[SOURCE TEXT]:
....

Figuring Out What I Really Want

Chicago, Illinois

The last few weeks have been a blur. I returned from Nepal at 5:00 p.m. on a Sunday afternoon and headed straight into the office the next day. Two days later, I was on a late night flight to Washington, D.C. for two work events as a horrible cold took over my entire body. My time in D.C. was more low-key than expected because I spent half of it in bed, trying to will myself to feel better.

Then I got back to Chicago and got sucked into the busiest I have been at work since I was a lawyer. As director of alumni engagement for a law school here, I am in charge of organizing a large dinner this week honoring a number of our alumni. This is no small undertaking – in addition to coordinating all of the logistics and handling the registration of 600 attendees, I was responsible for putting the dinner program together, which included writing 175-word bios of more than 100 alumni who are being honored at the dinner. I spent the last few weeks working 14- hour days and weekends.

It’s amazing how being incredibly busy can put things in perspective.

While it may not be feeding my passions, I like a lot of what I do for work. I enjoyed researching and writing biographies of all of our honorees. I enjoy pursuing sponsorships and meeting (and surpassing) our attendance goals. I enjoy figuring out the logistics of the event and designing the nametags and picking out the medallions for the honorees. And come Thursday night, assuming everything goes smoothly, I will have a huge sense of satisfaction in putting together a great event.

What I don’t like is how this line of work affects the rest of my life. The fact that the month leading up to a major event is completely consumed by it. The fact that I have to plan my vacation time around when we have significant events scheduled. The fact that we have smaller events several times a month that prevent me from joining a volleyball or tennis league because I know I would have to miss half the games.  The fact that I have had to miss my best friend’s wedding and a good friend’s going-away party because I couldn’t skip work events that I organized.

....

[SET TASKS]:
**A)** Answer these from the post titled "Figuring Out What I Really Want":
(i) At what time and on what day did the writer get back from Nepal?
(ii) How many attendees' registrations was the writer handling for the dinner?
(iii) Which two occasions did the writer miss because of work events?
**B)** Proceed with the post titled "Figuring Out What I Really Want," picking up after its final sentence.
The listing is not needed for any of this work.

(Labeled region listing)

....

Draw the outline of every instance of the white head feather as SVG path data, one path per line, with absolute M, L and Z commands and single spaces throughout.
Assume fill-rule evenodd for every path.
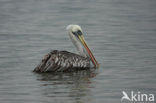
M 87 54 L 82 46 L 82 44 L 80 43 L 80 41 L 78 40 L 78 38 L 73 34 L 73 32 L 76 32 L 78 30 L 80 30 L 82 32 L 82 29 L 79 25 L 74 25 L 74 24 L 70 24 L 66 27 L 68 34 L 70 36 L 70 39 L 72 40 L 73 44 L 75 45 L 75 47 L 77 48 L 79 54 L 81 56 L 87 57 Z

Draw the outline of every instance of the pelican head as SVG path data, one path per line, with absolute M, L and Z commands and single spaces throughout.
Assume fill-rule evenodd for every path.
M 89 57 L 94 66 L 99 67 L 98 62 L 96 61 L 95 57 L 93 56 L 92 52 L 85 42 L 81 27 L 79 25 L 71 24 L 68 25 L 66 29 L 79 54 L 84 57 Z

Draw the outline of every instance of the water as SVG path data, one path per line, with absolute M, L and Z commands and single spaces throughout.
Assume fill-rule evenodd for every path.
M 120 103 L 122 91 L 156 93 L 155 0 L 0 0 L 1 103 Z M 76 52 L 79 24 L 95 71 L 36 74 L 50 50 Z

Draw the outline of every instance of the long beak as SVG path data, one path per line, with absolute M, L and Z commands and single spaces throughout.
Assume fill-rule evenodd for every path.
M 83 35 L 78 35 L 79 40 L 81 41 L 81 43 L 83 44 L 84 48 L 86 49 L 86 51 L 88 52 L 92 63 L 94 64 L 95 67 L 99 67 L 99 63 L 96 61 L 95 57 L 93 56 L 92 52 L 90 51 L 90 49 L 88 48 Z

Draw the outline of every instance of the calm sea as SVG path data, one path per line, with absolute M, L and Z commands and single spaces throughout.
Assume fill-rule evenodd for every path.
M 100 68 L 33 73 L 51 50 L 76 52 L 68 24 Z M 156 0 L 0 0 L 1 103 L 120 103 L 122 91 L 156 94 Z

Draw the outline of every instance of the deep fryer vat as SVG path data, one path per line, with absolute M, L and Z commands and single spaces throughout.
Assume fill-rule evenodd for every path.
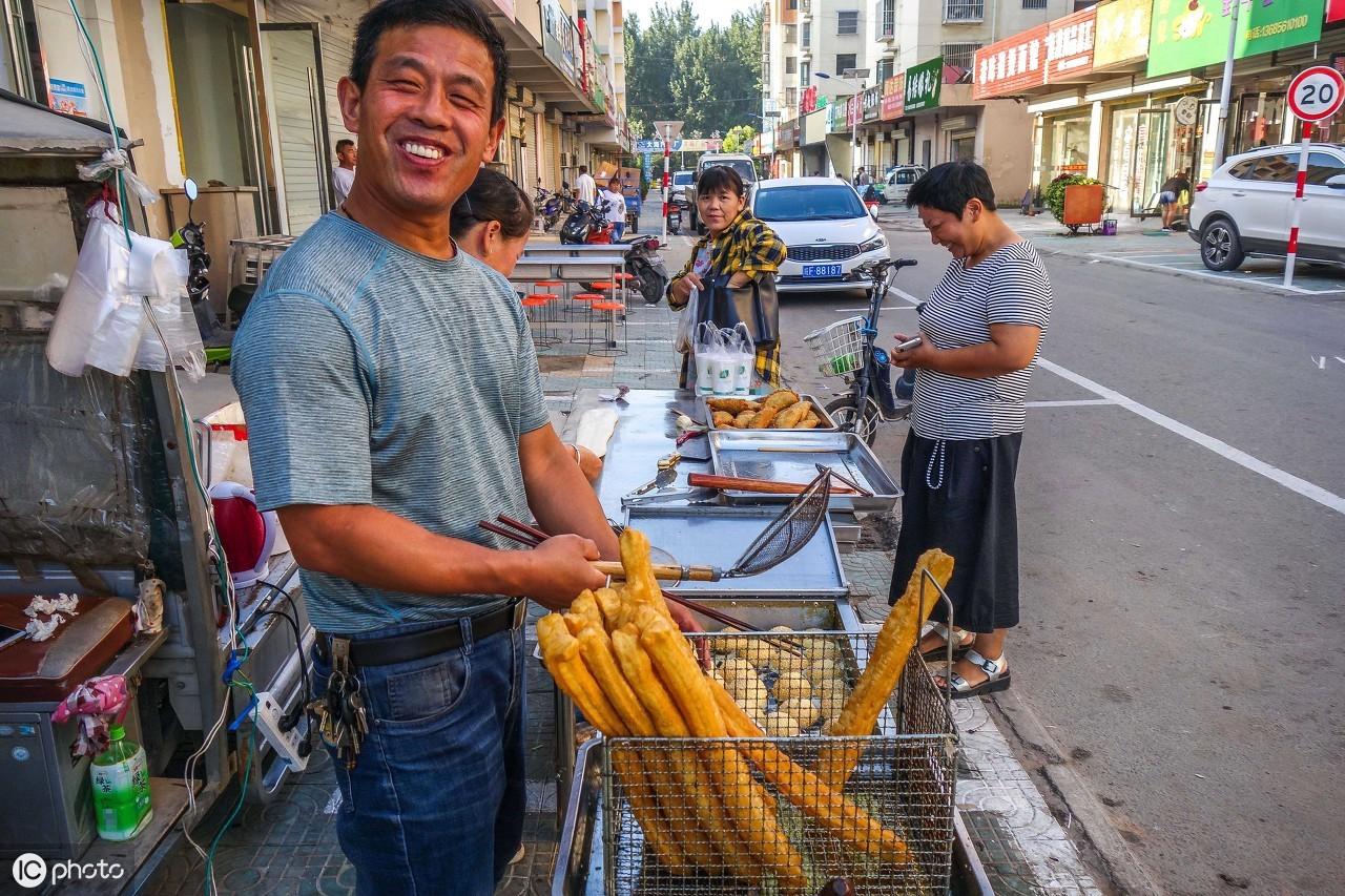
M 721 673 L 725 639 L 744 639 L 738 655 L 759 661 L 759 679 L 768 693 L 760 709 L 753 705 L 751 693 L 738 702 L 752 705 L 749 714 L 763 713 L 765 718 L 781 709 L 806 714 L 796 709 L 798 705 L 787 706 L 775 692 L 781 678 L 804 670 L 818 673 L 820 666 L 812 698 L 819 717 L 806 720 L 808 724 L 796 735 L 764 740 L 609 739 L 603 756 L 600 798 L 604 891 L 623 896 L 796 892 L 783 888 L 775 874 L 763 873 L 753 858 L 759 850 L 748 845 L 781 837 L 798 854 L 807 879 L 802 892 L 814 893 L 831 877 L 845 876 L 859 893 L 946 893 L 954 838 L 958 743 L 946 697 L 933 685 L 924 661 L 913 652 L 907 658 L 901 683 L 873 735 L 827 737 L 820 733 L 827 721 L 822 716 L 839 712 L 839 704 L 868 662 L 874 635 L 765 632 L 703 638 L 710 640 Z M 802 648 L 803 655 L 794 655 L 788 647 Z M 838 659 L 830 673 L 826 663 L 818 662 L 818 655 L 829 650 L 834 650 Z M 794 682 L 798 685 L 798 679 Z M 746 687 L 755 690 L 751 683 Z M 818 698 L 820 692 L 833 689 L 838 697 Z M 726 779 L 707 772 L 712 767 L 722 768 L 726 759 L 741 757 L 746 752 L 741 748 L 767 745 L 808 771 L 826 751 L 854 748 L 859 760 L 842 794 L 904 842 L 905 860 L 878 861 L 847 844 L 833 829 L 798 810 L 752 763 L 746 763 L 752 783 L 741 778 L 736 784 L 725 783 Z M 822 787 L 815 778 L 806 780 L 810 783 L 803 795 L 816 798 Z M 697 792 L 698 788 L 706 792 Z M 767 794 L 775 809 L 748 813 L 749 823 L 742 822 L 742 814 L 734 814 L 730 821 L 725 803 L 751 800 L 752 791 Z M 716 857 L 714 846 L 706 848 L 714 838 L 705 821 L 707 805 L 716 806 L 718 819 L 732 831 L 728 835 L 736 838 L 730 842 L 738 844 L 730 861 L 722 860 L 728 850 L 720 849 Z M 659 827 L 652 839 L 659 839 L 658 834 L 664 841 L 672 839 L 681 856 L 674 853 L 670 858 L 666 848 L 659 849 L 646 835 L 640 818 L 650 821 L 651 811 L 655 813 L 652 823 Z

....

[THE REPLIES]:
**A)**
(i) At 5:00 p.m. on a Sunday afternoon.
(ii) 600.
(iii) A best friend's wedding and a good friend's going-away party.

**B)**
I keep talking about wanting to eventually work for myself so I can have the freedom to travel as much as I want or even live overseas. But when it comes down to it, that’s not my dream – that’s the dream I created after listening to so many voices in the travel blogging community implying that I shouldn’t be satisfied with “just” working 9-to-5 – the voices who claim you can’t be a real traveler unless you’re traveling long-term.  There’s this implication by so many travel bloggers that it just isn’t possible to be happy living a so-called normal life and I have felt like a bit of an outsider by going back to working full-time.

But I have always known in my head and my heart that working for myself is not for me. I would never enjoy the pressure of having to chase down clients and I would hate never knowing when my next paycheck was coming. More importantly, I don’t know what I would do if I worked for myself. I like to write but I don’t love it. I enjoy social media but not enough to do it full-time or keep up with rapidly changing trends. I would like planning trips for people, but only to the off the beaten path places I have been to and I know there’s not enough demand for that for me to make a living.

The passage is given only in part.